Reproduce the part of the audio classification notebook starting at "import seaborn as" and ending at "warnings.filterwarnings(action='ignore')".

* _Passage to read_:
((
# General
- Baseline with naive solution Xresnet34
- Best Acc: 68

In [1]:
import os
import librosa
from tqdm import tqdm
import noisereduce as nr

# import modin.pandas as pd
import pandas as pd
from fastaudio.all import *
from fastai.vision.all import *

import torch
import fastcore
import fastai
import torchaudio
torchaudio.set_audio_backend("sox_io")

import seaborn as sns
import matplotlib.pyplot as plt
import plotly.express as px

from sklearn.preprocessing import LabelEncoder

import warnings
warnings.filterwarnings(action='ignore')



------------------------------------------------------
# EDA

In [2]:
# CONFIGURATIONS
IS_KAGGLE = False
if IS_KAGGLE:
    ROOT_DIR = Path('../../input/birdclef-2022')
else:
    ROOT_DIR = Path('../../datasets/birdclef-2022')
DATA_DIR = ROOT_DIR / "train_audio"

In [3]:
audio_fns = get_audio_files(DATA_DIR)
print(f'No. of audio files: {len(audio_fns)}')

test_df = pd.read_csv(ROOT_DIR / "test.csv")
print(f"Number of test files: {len(test_df)}")

No. of audio files: 14852
Number of test files: 3


In [31]:
from math import ceil


def crop_or_pad(y, length, sr, train=True, offset=0, probs=None):
    """
    Crops an array to a chosen length
    Arguments:
        y {1D np array} -- Array to crop
        length {int} -- Length of the crop
        sr {int} -- Sampling rate
    Keyword Arguments:
        train {bool} -- Whether we are at train time. If so, crop randomly, else return the beginning of y (default: {True})
        probs {None or numpy array} -- Probabilities to use to chose where to crop (default: {None})
    Returns:
        1D np array -- Cropped array
    """
    if len(y) <= length:
        y = np.concatenate([y, np.zeros(length - len(y))])
    else:
        if not train:
            start = 0 + offset
        elif probs is None:
            start = np.random.randint(len(y) - length)
        else:
            start = (
                    np.random.choice(np.arange(len(probs)), p=probs) + np.random.random()
            )
            start = int(sr * (start))

        y = y[start: start + length]

    return torch.from_numpy(y).float()


def mono_to_color(X, eps=1e-6, mean=None, std=None):
    """
    Converts a one channel array to a 3 channel one in [0, 255]
    Arguments:
        X {numpy array [H x W]} -- 2D array to convert
    Keyword Arguments:
        eps {float} -- To avoid dividing by 0 (default: {1e-6})
        mean {None or np array} -- Mean for normalization (default: {None})
))
Dataset records
((
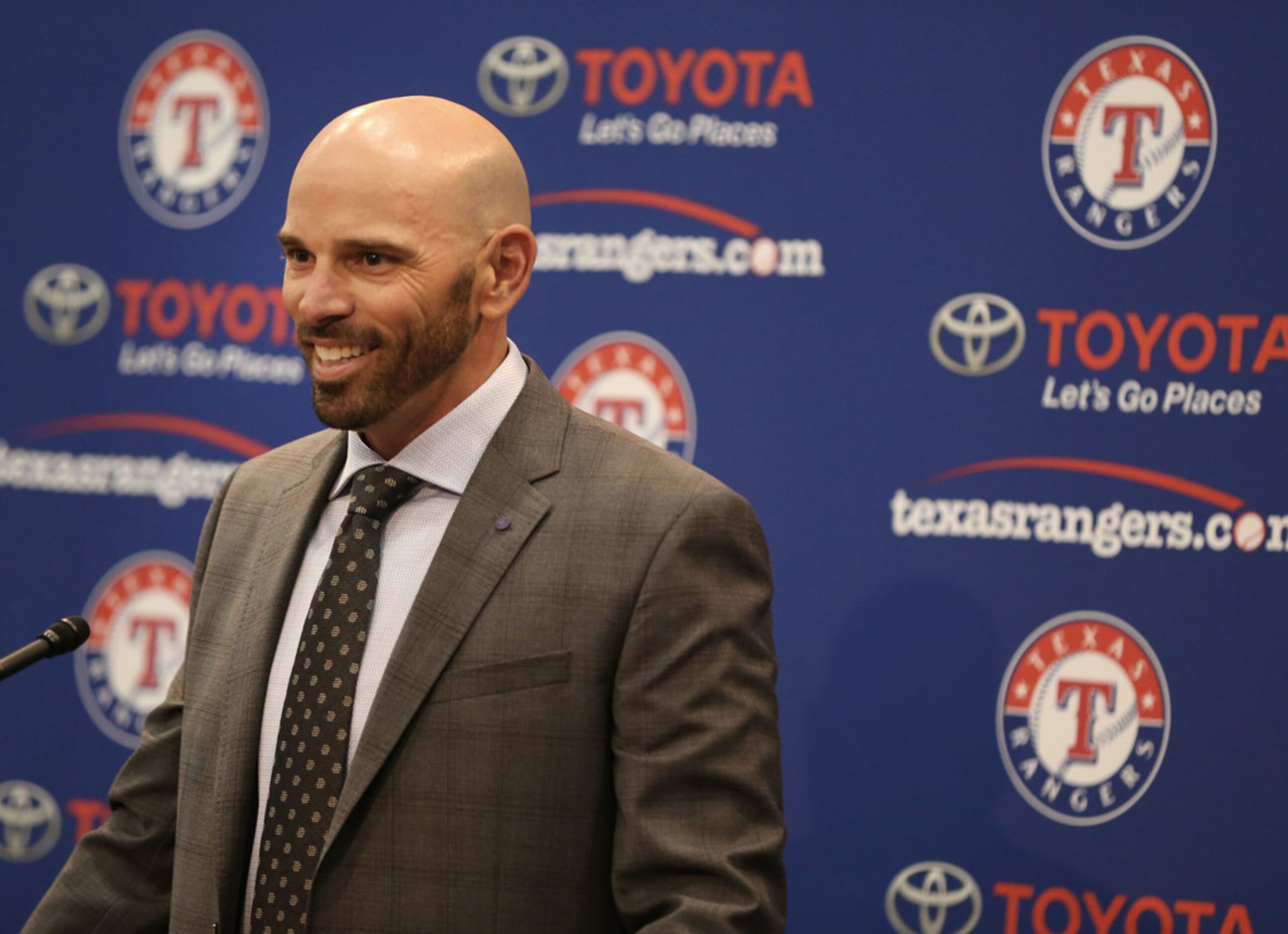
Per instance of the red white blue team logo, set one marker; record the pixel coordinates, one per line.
(1129, 142)
(1083, 718)
(631, 380)
(194, 129)
(138, 618)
))
* _Answer to this exercise_:
import seaborn as sns
import matplotlib.pyplot as plt
import plotly.express as px

from sklearn.preprocessing import LabelEncoder

import warnings
warnings.filterwarnings(action='ignore')